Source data
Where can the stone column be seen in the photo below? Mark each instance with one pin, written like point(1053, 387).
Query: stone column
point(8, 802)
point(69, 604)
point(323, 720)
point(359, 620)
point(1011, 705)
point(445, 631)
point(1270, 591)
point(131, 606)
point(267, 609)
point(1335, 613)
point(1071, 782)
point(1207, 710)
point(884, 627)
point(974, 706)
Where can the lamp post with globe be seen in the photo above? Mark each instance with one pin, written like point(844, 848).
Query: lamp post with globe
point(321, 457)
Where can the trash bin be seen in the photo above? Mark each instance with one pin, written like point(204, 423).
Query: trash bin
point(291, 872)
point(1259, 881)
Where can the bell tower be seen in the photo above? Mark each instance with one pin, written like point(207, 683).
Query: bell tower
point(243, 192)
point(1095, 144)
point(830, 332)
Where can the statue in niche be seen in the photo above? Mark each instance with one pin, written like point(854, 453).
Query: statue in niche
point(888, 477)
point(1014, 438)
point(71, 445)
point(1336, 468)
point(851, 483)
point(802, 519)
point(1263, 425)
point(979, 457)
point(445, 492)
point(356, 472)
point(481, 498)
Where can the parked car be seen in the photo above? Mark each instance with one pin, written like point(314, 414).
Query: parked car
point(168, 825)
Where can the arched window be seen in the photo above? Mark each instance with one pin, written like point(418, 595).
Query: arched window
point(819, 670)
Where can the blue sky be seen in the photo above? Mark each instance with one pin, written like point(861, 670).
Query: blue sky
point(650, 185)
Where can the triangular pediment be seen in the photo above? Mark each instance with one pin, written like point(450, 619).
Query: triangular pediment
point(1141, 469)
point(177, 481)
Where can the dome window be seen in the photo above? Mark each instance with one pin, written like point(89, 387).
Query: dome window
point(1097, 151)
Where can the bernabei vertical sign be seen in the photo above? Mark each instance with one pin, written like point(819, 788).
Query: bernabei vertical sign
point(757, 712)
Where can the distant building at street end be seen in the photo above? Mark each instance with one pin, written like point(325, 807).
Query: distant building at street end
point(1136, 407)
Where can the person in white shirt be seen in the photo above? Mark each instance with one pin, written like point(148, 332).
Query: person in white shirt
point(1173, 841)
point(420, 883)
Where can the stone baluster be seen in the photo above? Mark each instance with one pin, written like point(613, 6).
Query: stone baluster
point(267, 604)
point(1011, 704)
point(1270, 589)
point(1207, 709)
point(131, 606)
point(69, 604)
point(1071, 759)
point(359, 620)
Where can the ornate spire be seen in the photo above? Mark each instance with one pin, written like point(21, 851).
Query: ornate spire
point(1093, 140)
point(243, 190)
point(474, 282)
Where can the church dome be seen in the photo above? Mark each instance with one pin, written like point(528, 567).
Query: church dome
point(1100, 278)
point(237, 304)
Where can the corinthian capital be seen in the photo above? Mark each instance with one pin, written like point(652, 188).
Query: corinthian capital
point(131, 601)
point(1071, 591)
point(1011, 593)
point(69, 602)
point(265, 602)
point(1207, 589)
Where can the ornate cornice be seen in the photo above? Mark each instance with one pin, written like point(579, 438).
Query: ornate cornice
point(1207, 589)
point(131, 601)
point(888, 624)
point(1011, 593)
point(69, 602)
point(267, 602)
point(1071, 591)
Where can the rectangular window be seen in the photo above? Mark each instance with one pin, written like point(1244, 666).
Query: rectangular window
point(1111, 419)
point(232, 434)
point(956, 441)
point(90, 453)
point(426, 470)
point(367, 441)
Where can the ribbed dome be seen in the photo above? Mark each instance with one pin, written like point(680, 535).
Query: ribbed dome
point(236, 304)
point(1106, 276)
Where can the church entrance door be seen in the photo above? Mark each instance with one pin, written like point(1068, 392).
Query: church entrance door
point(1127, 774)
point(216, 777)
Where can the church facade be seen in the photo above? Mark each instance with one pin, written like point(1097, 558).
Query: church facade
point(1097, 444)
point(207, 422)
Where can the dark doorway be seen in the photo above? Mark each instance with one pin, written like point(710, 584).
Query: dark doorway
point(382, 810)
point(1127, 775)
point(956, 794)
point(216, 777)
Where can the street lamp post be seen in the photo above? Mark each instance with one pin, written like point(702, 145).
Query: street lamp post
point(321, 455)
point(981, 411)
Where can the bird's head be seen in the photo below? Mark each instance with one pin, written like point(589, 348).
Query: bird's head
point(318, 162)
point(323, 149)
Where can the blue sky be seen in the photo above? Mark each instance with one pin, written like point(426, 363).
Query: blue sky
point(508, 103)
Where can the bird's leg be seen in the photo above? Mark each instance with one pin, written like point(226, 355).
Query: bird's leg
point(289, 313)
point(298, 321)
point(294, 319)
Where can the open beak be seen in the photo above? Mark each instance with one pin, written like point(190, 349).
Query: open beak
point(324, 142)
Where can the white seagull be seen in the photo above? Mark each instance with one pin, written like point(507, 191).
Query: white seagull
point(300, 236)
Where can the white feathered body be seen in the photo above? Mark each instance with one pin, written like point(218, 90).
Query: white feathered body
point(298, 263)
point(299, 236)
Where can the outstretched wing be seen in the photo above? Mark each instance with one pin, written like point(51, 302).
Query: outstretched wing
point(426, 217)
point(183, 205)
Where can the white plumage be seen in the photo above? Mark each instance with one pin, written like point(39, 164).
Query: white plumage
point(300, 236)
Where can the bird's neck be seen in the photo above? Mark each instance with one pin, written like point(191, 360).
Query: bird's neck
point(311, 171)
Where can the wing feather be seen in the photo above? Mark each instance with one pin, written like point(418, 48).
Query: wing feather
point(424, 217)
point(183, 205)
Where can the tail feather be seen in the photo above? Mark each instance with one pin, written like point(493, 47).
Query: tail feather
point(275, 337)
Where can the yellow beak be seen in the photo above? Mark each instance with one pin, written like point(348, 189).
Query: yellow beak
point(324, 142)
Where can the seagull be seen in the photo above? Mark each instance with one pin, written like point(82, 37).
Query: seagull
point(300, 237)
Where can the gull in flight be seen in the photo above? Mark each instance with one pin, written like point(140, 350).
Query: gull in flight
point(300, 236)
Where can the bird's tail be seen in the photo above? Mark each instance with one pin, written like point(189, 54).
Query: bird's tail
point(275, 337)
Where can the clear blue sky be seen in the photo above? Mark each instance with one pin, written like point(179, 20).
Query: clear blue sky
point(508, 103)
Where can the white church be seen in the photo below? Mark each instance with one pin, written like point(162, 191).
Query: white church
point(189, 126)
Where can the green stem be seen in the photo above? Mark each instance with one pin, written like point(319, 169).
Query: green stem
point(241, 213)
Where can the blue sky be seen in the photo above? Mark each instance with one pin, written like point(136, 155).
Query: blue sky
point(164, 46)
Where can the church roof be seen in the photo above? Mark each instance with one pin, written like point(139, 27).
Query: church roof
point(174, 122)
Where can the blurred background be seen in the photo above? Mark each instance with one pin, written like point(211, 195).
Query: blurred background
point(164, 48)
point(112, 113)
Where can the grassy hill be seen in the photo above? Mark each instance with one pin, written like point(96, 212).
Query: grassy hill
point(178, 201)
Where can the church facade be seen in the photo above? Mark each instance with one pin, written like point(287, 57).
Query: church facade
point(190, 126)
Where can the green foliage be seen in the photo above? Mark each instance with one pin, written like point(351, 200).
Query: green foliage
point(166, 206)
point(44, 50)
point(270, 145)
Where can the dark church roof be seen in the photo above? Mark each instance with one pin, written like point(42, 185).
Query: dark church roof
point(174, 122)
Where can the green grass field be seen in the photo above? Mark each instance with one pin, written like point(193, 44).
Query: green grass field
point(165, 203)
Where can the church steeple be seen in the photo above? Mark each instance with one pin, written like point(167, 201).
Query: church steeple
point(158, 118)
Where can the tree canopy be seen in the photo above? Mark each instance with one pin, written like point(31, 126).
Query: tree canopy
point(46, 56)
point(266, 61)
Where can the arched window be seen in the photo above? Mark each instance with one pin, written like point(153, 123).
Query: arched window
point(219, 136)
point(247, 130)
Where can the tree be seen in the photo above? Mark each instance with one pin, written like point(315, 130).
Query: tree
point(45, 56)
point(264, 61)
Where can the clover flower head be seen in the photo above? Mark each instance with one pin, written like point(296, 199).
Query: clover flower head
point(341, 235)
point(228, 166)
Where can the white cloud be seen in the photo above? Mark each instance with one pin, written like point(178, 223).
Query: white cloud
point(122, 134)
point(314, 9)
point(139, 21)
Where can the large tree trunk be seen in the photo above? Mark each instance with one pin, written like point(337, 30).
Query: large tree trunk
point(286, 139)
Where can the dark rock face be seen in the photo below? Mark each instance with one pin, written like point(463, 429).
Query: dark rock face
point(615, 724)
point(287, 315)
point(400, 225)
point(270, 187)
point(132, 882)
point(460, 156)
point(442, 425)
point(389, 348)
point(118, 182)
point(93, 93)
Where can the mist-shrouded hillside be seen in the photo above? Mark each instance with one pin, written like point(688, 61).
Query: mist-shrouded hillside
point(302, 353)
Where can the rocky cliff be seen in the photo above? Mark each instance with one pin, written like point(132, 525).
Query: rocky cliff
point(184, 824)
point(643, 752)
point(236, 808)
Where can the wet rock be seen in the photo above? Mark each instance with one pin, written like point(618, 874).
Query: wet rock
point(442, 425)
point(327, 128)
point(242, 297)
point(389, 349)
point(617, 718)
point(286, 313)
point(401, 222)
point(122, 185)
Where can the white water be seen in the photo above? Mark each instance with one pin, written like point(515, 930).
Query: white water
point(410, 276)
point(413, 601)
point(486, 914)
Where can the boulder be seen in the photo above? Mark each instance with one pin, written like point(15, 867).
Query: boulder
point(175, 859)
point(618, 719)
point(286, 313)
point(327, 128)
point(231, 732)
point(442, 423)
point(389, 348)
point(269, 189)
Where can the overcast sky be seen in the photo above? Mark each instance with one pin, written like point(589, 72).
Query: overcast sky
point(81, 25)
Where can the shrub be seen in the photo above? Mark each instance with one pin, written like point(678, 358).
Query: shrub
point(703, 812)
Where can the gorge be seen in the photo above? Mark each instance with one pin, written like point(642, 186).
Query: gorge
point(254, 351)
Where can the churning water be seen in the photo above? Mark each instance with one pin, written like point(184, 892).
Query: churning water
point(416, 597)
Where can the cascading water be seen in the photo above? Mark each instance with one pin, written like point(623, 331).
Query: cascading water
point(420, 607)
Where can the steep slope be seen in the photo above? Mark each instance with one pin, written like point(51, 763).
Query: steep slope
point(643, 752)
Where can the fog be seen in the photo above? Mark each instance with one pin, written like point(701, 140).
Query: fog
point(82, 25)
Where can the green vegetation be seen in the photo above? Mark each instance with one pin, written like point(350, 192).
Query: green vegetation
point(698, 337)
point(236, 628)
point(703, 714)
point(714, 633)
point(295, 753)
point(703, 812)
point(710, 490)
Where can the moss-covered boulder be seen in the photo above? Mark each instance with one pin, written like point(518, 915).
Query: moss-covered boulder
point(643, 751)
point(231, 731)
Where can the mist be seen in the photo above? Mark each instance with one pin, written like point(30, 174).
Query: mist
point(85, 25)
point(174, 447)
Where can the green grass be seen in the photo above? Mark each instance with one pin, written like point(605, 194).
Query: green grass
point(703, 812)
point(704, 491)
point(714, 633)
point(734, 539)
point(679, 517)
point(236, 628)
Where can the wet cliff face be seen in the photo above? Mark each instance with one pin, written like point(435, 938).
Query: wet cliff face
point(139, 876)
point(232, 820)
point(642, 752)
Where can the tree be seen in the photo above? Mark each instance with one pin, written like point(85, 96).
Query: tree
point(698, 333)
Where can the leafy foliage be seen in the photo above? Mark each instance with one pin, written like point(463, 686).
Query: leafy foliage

■ Problem statement: Convert the lines in the entries above, from the line containing "Where can the bell" through the line containing "point(830, 332)", into a Markdown table with two columns, Row and Line. Number each row, skip any blank lines, and include only those lines.

■ Answer in full:
| Row | Line |
|---|---|
| 1 | Where can the bell tower be seen in the photo above? Mark each instance with one pin, written like point(207, 683). |
| 2 | Query: bell tower |
| 3 | point(243, 192) |
| 4 | point(1095, 144) |
| 5 | point(830, 332) |